* _THE PROBLEM_
Resume the notes on trigram hidden Markov models right after their final line and continue them.

* _EXTRACT TO READ_
There’s only two! OK. Hence the answer itself is two, because we have just generated a sentence for each possible (tag, word) pair.

If we have:

- \(n = 3\),
- The sentence \(\{x_1, x_2, x_3\} = \{\textrm{the, dog, laughs}\}\), and
- The tag sequence \(\{y_1, y_2, y_3, y_4\} = \{\textrm{D, N, V, STOP}\}\).

Then:

\[ \begin{align} &\begin{aligned} & p(x_1, x_2, \ldots, x_n, y_1, y_2, \ldots, y_{n+1}) \\ = & q(\textrm{D | *, *}) \times q(\textrm{N | *, D}) \times q(\textrm{V | D, N}) \times q(\textrm{STOP | N, V}) \times \\ & e(\textrm{the | D}) \times e(\textrm{dog | N}) \times e(\textrm{laughs | V}) \end{aligned} \end{align} \]

- STOP is a special tag that terminates the sequence.
- We take \(y_0 = y_{-1} = \textrm{*}\), where \(\textrm{*}\) is a special “padding” symbol.
- The \(e\) parameters can be interpreted as the conditional probability \(p(\textrm{the dog laughs | D N V STOP})\).

Quiz: given set \(S = \{\textrm{D, N, V}\}\), and vocabulary \(V = \{\textrm{the, cat, drinks, milk, dog}\}\), and an HMM model:

- transition parameters \(q(s|u,v) = \frac{1}{4}\;\forall\;s, u, v\)
- generative parameters \(e(x|s) = \frac{1}{5}\;\forall\; \textrm{tags}\;s\;\textrm{and words}\;x\).

What is the value, under this model, of:

\[p(\textrm{the, cat, drinks, milk, D, N, V, N, STOP})\]

\[ \begin{align} &\begin{aligned} & p(\textrm{the, cat, drinks, milk, STOP, D, N, V, N}) \\ = & \prod_{i=1}^{n+1} q(y_i|y_{i-2},y_{i-1}) \prod_{i=1}^{n} e(x_i|y_i) \\ = & \{ p(\textrm{the | *, *}) \times p(\textrm{cat | *, the}) \times p(\textrm{drinks | the, cat}) \times p(\textrm{milk | cat, drinks}) \times p(\textrm{STOP | drinks, milk}) \} \times \\ & e(\textrm{the | D}) \times e(\textrm{cat | N}) \times e(\textrm{drinks | V}) \times e(\textrm{milk | N}) \\ = & \left(\frac{1}{4}\right)^5 \times \left(\frac{1}{5}\right)^4 \end{aligned} \end{align} \]

- The first product is a
**second-order Markov Chain**- Recall \(p(x,y) = p(y) \times p(x|y)\)

* _EXCERPTED DATA_
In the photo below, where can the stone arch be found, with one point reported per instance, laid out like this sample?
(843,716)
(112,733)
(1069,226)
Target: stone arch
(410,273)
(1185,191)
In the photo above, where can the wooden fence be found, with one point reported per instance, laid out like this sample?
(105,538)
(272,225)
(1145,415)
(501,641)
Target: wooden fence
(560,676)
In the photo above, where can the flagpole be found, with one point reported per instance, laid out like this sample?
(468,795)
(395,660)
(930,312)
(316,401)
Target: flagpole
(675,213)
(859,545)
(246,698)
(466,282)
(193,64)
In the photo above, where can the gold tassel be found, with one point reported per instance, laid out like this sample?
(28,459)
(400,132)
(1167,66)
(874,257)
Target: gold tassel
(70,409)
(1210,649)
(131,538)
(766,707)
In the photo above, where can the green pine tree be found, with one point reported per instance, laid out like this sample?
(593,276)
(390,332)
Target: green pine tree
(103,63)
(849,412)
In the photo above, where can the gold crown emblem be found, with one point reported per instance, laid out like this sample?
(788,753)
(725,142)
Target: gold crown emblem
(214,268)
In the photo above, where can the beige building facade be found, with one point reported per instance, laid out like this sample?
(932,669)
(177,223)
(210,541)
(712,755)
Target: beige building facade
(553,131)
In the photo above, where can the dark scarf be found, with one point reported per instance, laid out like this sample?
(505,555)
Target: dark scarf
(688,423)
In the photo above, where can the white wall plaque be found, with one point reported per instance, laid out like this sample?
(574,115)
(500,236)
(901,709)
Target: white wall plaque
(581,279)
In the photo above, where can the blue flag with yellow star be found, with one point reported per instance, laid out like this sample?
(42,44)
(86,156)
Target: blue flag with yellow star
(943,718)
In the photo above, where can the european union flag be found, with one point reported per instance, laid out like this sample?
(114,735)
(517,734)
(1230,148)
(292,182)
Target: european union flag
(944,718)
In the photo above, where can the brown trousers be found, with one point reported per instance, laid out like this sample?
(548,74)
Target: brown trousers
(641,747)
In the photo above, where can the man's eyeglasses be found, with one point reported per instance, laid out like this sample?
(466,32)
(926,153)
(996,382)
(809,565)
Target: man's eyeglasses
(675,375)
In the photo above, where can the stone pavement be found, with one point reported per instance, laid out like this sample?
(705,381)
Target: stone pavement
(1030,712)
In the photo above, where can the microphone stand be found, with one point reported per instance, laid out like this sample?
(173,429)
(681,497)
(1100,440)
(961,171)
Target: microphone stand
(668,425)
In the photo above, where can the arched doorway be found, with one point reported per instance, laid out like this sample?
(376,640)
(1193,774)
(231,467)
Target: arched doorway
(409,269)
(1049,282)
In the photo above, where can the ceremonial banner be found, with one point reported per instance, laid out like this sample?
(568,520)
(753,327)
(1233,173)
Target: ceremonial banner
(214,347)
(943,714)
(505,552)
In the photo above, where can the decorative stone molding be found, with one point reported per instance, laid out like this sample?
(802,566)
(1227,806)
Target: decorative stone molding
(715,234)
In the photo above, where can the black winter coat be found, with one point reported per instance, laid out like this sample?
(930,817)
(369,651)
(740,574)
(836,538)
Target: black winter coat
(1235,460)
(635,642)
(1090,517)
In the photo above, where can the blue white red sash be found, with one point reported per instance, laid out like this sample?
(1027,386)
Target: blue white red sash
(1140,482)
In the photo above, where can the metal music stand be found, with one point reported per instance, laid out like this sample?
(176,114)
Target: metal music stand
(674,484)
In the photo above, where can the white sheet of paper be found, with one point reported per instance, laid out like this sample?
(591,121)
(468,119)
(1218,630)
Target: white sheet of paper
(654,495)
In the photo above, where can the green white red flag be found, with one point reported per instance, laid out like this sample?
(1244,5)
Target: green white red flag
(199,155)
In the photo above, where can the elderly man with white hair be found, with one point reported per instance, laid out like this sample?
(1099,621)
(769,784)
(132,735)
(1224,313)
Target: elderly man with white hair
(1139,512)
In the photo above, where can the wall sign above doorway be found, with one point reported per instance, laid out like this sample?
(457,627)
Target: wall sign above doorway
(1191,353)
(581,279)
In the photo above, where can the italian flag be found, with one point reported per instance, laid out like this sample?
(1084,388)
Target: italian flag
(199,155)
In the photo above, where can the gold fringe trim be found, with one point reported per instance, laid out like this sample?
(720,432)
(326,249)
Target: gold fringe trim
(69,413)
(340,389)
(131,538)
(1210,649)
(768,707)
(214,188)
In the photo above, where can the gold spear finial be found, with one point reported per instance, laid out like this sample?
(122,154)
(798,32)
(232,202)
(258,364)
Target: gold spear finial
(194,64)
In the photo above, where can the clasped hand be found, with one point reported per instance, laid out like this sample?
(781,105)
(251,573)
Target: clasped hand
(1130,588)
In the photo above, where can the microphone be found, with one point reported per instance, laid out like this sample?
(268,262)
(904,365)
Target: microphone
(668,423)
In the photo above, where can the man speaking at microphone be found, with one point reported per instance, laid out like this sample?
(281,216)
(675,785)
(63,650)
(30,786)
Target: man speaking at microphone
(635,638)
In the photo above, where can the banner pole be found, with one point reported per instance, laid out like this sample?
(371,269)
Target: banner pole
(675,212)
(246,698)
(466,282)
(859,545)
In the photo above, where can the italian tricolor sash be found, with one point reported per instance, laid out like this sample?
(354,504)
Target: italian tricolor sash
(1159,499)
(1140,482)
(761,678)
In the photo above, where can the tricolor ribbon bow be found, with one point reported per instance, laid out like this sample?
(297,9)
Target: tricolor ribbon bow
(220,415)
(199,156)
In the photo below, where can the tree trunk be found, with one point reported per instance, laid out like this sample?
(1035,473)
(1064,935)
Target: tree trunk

* _ANSWER TO THIS EXERCISE_
- This product is solving for \(p(y)\).

- The second project is \(x_j\)’s
**being observed**.- Strong independence assumption that each word depends only on its underlying, generating tag.

- The generative process: we choose a sequence of tags, and then for each tag generate an associated word.
- The \(y\)’s are
*not observed*. - The \(x\)’s are
*observed*.

- The \(y\)’s are
- And so we will flip this: given an observation find the most likely underlying (
**hidden**) tag sequence.

Quiz: for a bigram HMM:

\[p(x_1, x_2, \ldots, x_n, y_1, y_2, \ldots, y_n) = \prod_{i=1}^{n+1} q(y_i|y_{i-1}) \prod_{i=1}^{n} e(x_i|y_i)\]

e.g.

\[ \begin{align} &\begin{aligned} q(\textrm{Vt | DT, JJ}) & = \lambda_1 \times \frac{\textrm{Count(Dt, JJ, Vt)}}{\textrm{Count(Dt, JJ)}} \\ & + \lambda_2 \times \frac{\textrm{Count(JJ, Vt)}}{\textrm{Count(JJ)}} \\ & + \lambda_3 \times \frac{\textrm{Count(Vt)}}{\textrm{Count()}} \end{aligned} \end{align} \]

\[\lambda_1 + \lambda_2 + \lambda_3 = 1\] \[\forall\;i, \lambda_i \ge 0\]

\[e(\textrm{base | Vt}) = \frac{\textrm{Count(Vt, base)}}{\textrm{Count(Vt)}}\]

- For trigram / transition parameters:
- We can of course induce counts of tag sequences directly from our corpus, and then determine
**maximum-likelihood estimates**.- \(\lambda_1\) for
**trigram MLE**. - \(\lambda_2\) for
**bigram MLE**. - \(\lambda_3\) for
**unigram MLE**.

- \(\lambda_1\) for
- Linear interpolation is used, as seen before.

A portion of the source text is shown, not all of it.